Page excerpt ▸

★ ★ ★ ★

One of the biggest problems with getting treatment for your headaches is figuring out what caused them. Headaches is one of the most common symptoms. It’s linked to dehydration, overexertion, poor sleep, flu, as well as many more conditions. But if you don’t know what caused your headache, how can you know how to treat it?
One of the things you can do is track the timing of headaches. This won’t always give you the answer, but it can often provide you with important information. There are many headache tracker apps available for your phone. Although they’re mostly targeted to migraine sufferers, they can also help track down the causes of other headaches. There are many timing clues that can link your headache to TMJ.
Headache after Jaw Activity
Does heavy jaw activity trigger your headaches? You might notice that headaches occur after you do a lot of talking, eat a meal that’s hard to chew, or chew gum.
The jaw muscles are the largest muscles in the head. When they’re overworked, they can cause tension throughout the head and neck region, leading to tension headaches. TMJ makes your bite inefficient, so you’re more likely to stress jaw muscles when working your jaw. As a result, you may experience headaches from your temples, around your nose (easy to confuse with sinus headaches), or at the back of your head.
Stress can cause headaches, but it doesn’t cause them directly. Instead, there’s usually a mediating factor. Some people drink alcohol to try to control stress. Others use caffeine to help them energize to deal with stressful circumstances. Others have sleep problems that cause headaches.

★ ★ ★ ★

Source data ▸
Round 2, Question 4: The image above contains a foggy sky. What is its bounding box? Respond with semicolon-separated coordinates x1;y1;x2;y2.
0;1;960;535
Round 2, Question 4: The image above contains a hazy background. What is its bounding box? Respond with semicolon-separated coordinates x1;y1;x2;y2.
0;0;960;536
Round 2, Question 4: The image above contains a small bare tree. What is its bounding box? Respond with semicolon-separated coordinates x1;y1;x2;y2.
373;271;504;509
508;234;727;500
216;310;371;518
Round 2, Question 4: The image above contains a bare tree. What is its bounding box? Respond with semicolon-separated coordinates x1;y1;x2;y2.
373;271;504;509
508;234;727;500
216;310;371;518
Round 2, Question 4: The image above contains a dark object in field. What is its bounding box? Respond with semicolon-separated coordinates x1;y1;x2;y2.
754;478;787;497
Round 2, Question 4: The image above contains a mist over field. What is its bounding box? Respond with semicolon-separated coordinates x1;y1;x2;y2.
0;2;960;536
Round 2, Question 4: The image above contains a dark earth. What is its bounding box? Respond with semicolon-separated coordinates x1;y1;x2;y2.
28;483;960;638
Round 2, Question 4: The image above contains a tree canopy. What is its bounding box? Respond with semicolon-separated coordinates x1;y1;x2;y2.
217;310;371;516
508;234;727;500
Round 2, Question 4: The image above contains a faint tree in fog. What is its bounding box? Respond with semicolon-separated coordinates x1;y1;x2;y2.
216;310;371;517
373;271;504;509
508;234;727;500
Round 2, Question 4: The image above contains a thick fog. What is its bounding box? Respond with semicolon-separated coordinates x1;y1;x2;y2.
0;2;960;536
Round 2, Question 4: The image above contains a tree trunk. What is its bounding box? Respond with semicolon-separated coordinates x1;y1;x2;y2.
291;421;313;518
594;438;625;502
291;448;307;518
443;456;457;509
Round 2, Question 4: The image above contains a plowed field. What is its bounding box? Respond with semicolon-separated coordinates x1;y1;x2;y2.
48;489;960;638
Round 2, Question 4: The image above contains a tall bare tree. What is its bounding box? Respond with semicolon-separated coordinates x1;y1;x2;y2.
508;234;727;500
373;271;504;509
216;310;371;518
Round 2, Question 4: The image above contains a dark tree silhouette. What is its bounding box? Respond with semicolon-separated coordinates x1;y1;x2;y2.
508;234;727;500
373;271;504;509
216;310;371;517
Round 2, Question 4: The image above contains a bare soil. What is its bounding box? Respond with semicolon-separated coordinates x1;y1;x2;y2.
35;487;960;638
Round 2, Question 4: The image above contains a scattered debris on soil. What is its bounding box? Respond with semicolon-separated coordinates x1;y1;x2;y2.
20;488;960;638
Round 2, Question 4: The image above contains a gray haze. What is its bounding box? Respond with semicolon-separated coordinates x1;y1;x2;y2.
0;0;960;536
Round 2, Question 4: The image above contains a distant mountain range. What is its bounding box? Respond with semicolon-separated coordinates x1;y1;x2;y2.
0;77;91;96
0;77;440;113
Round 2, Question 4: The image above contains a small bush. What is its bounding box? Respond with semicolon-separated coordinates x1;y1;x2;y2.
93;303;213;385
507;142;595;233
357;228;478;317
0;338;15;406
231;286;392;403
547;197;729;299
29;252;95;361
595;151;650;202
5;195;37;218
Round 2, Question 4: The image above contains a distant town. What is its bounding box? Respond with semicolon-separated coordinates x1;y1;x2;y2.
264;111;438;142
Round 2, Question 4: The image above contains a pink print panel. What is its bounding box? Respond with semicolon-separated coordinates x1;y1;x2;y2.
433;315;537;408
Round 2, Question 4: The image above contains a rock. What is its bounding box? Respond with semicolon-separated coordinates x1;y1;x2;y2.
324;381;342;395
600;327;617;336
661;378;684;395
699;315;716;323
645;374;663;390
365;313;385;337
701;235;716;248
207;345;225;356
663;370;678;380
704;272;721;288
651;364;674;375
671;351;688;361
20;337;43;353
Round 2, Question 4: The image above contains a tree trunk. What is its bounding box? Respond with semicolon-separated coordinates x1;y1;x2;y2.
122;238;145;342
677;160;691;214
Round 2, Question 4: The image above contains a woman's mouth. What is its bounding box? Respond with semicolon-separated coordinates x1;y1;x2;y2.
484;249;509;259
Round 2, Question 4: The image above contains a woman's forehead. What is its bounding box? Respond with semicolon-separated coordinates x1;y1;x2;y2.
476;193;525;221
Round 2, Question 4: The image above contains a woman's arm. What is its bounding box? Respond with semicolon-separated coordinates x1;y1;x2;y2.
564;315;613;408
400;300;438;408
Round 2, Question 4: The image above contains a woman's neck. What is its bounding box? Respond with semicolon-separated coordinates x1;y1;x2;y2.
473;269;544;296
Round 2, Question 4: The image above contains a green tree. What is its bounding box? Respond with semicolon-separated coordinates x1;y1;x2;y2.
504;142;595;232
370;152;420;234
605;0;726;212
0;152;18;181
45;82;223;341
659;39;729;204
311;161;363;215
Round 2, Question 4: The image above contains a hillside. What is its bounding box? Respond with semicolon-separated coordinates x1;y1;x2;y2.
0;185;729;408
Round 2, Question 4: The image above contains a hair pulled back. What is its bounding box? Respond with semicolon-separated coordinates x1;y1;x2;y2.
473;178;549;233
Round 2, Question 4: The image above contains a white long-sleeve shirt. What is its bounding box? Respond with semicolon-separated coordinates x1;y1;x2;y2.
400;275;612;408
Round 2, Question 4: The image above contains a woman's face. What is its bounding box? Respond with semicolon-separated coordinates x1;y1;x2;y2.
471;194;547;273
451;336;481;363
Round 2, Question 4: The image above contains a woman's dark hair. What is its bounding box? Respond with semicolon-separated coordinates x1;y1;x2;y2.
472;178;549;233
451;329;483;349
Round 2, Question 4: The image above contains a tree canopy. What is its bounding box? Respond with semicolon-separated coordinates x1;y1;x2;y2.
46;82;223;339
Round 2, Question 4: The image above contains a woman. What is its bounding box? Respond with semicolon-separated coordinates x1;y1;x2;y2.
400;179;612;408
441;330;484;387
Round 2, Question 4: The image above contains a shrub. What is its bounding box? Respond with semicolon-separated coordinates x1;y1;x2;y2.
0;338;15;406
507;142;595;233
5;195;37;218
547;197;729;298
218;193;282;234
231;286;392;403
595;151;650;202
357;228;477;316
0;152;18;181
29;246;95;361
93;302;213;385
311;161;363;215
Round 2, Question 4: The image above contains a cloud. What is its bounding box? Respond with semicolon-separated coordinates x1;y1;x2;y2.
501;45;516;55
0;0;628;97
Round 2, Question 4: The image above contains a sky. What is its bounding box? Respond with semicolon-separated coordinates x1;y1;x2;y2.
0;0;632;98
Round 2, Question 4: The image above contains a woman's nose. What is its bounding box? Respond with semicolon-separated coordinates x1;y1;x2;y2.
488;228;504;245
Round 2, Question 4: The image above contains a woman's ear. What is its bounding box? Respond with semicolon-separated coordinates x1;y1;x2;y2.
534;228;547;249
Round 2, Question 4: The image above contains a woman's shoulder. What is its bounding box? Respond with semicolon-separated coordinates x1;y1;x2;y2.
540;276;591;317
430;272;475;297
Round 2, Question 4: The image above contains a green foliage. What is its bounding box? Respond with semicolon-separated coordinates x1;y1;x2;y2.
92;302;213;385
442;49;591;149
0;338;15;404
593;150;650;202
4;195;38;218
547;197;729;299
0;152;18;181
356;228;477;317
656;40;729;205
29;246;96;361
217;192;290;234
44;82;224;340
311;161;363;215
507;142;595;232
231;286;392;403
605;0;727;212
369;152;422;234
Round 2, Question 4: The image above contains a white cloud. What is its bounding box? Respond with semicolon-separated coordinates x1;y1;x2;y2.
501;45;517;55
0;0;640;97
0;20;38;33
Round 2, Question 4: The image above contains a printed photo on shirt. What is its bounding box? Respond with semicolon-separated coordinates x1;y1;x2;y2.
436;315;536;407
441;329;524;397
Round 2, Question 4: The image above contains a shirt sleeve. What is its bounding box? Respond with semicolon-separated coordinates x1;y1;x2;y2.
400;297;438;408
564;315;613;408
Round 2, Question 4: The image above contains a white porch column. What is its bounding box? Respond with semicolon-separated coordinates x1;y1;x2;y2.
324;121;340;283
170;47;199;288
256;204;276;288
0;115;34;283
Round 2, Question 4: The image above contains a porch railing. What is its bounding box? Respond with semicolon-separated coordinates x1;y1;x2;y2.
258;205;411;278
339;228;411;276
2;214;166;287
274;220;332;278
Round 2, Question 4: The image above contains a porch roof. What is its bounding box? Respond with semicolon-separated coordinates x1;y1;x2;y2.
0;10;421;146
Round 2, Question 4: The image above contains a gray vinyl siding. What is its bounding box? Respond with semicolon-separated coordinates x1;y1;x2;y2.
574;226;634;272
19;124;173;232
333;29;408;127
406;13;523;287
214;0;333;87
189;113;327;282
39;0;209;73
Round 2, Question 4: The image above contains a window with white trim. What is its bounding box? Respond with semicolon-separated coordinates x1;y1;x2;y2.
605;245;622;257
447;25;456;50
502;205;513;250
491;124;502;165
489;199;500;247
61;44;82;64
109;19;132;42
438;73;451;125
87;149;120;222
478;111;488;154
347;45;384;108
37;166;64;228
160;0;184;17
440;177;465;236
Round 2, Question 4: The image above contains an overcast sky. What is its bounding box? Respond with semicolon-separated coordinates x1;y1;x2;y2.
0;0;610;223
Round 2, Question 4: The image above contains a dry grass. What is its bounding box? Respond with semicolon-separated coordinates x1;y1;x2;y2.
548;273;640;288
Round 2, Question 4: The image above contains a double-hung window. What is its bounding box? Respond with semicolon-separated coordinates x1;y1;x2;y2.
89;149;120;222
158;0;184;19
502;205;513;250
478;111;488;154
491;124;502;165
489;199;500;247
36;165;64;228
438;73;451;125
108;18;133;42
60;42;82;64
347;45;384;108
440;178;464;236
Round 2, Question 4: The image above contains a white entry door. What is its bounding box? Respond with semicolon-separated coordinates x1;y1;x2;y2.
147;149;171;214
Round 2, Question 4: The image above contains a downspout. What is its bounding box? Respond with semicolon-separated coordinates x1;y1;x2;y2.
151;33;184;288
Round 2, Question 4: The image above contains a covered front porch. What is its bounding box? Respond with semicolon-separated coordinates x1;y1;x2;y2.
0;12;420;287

★ ★ ★ ★

List of tasks ▸
(a) From the headache article, list the conditions that its first paragraph links to headaches.
(b) Write the next part of the headache article, starting right after its last sentence.

Exercise answers ▸
(a)
- dehydration
- overexertion
- poor sleep
- flu

(b)
Waking with headaches can be the result of many different causes. TMJ is a common cause. Many people clench and grind their teeth at night, which causes muscle tension while you sleep. You may notice jaw pain, neck pain, or sore teeth sometimes, too.
Another issue could be sleep apnea. Repeated oxygen deprivation and waking at night can make you wake up with a headache. These issues aren’t unrelated–sometimes teeth clenching is a mechanism your body uses to try to keep the airway open at night. The pain might seem like a sinus headache or a hangover.
How Do You Know?
These clues are important, but they won’t tell you the whole story. Instead, you should consider whether you have other TMJ symptoms, such as:
- Jaw popping and clicking
- Teeth wear
- Jaw pain
- Jaw lock
If you have these symptoms, you should talk to a physiologic dentist. On the other hand, if morning headaches are your problem, and you experience symptoms like:
- Daytime sleepiness
- Memory problems
- Low interest
- Depression and other mood disorders
You may have sleep apnea, and should talk to your doctor about it.